## BEGIN Document text

Political experts said some party leaders fear Trump running a third-party campaign would pull votes from the Republican nominee in the presidential race.

Former Republican Rep for Virginia, Tom Davis said ““You’ve got to keep him in the tent. He just wreaks havoc, and every vote he takes comes out of our hide.”

A poll this week which tested a hypothetical three-way race between Trump, former Gov. Jeb Bush of Florida, and Democrat Hillary Clinton, showed Clinton (46%) ahead of Bush (30%) and Trump (20%).

Trump earlier this week singled out the Republican National Committee for treating him unfairly.

“The RNC has not been supportive,” he said. “They were always supportive when I was a contributor. I was their fair-haired boy. The RNC has been, I think, very foolish.” he said.

The RNC attacked Trump last weekend after he rubbished the war record of Sen. John McCain saying he was “not a war hero” before flip flopping, repeatedly claiming the opposite. McCain was a prisoner of war in Vietnam for five years when his plane was shot down.

The last time a third-party candidate ran with some success was in 1992 and 1996, when Texas billionaire Ross Perot contested the presidency. His first candidacy has been blamed for pulling votes from President George H.W. Bush’s re-election campaign, giving victory to Bill Clinton.

Dan Senor, an adviser for GOP nominee Mitt Romney in 2012 said “Perot’s intensely nationalist and protectionist politics resonated with a lot of center-right voters that otherwise would have voted Republican. And the environment today is even more intensely populist. If Trump were to run as an independent, who knows what impact he could have in what will otherwise be a close election?”

## END Document text
## BEGIN Supplied material

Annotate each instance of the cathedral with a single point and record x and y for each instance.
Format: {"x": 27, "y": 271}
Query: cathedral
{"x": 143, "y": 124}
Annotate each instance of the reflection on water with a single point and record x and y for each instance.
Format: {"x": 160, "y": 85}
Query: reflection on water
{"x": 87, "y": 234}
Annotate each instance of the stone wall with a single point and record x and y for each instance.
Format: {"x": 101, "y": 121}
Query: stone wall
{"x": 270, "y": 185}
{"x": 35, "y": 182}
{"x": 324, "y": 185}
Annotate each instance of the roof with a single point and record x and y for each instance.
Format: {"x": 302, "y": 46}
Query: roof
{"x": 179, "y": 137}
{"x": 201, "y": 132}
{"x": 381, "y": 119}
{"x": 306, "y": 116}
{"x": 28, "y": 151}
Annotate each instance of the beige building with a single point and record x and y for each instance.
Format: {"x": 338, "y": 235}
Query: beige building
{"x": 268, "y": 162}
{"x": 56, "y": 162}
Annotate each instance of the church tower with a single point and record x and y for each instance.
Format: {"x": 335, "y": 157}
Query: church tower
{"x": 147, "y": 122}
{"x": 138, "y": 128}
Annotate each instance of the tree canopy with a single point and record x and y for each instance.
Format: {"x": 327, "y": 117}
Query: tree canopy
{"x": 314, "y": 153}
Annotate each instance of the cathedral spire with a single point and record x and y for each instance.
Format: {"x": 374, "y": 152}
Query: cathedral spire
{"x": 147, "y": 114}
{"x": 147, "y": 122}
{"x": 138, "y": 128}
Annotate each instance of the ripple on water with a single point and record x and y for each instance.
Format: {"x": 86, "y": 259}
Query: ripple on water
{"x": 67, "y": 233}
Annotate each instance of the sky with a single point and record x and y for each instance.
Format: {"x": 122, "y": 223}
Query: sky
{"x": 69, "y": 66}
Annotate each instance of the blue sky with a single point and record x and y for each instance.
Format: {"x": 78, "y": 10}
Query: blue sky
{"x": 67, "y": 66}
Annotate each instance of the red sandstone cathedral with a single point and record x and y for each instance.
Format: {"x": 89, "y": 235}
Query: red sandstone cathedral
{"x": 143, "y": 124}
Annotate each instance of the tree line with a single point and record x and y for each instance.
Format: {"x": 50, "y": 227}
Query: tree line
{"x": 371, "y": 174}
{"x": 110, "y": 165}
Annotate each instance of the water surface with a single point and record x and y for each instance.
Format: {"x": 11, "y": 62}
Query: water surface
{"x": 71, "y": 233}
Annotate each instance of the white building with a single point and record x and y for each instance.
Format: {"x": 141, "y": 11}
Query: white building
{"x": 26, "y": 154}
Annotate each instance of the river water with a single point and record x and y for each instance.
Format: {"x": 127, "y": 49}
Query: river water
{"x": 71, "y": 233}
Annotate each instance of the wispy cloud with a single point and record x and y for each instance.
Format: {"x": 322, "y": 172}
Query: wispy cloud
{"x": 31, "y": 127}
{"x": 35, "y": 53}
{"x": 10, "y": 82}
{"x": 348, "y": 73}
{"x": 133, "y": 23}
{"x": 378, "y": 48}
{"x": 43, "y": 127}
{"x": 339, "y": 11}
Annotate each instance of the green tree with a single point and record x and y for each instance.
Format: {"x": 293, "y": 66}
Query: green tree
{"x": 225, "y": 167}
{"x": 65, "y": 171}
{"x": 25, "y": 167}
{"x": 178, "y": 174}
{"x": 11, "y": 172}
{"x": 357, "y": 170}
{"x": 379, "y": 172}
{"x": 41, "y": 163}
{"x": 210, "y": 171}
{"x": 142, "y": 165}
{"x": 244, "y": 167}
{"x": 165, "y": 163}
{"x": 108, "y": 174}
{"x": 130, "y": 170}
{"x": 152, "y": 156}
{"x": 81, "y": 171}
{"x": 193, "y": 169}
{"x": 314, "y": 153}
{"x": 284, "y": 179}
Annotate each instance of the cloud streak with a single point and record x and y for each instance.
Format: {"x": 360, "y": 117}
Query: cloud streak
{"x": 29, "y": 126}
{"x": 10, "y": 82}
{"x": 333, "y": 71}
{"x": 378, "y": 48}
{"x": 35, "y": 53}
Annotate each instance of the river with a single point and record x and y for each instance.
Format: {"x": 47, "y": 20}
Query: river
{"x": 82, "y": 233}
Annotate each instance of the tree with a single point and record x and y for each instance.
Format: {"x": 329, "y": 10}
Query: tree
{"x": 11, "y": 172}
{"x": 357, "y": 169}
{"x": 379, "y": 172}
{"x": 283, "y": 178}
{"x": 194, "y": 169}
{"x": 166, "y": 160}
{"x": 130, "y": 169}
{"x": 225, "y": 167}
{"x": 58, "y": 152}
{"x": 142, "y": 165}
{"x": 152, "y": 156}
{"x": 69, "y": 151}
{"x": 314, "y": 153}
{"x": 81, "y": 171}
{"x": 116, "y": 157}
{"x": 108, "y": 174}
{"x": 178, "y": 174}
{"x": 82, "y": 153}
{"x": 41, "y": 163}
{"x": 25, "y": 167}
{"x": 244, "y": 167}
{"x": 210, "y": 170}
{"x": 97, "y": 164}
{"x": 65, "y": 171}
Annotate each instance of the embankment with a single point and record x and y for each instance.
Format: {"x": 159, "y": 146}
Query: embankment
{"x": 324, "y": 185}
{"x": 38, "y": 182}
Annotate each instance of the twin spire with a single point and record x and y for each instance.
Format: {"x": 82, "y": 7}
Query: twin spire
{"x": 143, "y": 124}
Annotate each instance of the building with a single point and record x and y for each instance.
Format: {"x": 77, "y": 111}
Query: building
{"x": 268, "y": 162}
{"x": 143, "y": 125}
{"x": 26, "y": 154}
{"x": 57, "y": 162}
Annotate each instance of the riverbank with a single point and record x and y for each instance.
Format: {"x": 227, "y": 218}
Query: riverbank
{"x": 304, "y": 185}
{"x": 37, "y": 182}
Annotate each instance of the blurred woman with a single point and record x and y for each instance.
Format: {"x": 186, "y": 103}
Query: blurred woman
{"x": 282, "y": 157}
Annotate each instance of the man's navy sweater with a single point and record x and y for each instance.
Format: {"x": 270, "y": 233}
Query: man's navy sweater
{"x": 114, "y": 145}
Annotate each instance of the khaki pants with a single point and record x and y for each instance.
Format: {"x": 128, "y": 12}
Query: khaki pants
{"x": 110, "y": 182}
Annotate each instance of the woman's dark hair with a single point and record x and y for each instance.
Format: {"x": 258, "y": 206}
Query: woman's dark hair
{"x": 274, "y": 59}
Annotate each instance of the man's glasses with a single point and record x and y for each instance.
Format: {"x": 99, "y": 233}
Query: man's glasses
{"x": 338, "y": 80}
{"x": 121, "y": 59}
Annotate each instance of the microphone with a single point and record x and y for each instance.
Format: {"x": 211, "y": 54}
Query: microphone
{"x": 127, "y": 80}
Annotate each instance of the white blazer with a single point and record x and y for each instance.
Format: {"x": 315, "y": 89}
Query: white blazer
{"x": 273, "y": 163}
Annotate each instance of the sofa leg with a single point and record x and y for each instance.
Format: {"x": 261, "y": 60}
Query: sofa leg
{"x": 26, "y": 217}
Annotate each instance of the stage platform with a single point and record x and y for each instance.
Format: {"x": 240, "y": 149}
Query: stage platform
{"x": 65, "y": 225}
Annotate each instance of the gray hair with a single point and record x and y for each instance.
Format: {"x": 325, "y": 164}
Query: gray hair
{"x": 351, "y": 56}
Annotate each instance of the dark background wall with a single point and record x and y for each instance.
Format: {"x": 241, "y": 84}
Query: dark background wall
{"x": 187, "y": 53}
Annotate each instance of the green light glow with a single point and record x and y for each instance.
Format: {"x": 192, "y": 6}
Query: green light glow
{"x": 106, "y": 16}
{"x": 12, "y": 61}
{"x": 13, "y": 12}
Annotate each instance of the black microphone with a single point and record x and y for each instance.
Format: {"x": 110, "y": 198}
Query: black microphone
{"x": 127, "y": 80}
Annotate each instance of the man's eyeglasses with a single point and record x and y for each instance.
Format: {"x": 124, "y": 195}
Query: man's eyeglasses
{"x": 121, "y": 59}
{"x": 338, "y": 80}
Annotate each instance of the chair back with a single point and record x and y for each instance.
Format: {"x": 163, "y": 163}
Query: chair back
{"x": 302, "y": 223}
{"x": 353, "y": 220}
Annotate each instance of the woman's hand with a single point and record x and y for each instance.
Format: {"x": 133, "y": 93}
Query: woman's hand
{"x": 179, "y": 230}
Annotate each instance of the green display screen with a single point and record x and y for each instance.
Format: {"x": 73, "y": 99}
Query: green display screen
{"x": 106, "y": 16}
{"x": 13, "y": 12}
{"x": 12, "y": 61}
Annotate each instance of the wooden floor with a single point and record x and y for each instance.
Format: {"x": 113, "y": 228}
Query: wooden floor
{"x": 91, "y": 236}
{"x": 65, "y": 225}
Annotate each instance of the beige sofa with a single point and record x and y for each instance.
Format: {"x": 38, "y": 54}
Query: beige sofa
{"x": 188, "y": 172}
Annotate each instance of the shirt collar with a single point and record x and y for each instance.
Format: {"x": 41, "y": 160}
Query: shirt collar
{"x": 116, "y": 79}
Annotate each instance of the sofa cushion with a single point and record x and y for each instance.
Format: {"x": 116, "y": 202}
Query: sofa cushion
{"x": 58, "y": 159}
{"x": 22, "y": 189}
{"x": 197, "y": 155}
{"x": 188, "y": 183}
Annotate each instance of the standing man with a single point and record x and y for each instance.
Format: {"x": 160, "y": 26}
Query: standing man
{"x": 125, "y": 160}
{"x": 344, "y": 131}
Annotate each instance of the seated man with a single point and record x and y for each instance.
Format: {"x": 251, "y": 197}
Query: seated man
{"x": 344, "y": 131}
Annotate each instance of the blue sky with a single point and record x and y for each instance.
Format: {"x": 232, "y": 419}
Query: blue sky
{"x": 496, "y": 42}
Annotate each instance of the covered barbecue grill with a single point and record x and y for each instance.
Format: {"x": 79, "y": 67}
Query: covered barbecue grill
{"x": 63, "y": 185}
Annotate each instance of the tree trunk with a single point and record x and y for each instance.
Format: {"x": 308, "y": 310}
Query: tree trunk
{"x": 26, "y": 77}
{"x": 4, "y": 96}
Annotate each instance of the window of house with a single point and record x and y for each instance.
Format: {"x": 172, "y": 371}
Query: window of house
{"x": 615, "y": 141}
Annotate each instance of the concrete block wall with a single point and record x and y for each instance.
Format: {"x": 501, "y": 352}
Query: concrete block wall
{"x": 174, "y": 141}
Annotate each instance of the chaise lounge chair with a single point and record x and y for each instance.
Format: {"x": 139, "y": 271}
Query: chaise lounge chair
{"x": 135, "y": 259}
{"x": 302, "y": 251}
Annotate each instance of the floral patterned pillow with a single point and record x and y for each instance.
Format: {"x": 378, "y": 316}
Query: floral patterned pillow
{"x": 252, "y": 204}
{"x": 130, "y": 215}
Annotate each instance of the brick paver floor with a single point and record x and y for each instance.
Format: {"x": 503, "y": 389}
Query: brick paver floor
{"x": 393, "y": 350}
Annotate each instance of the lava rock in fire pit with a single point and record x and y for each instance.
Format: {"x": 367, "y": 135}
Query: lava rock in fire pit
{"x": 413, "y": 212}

## END Supplied material

→ Task brief: From the article above on a possible Trump third-party run, list each candidate in the hypothetical three-way poll together with the percentage that candidate received.

→ Solution for this exercise:
Hillary Clinton: 46%
Jeb Bush: 30%
Donald Trump: 20%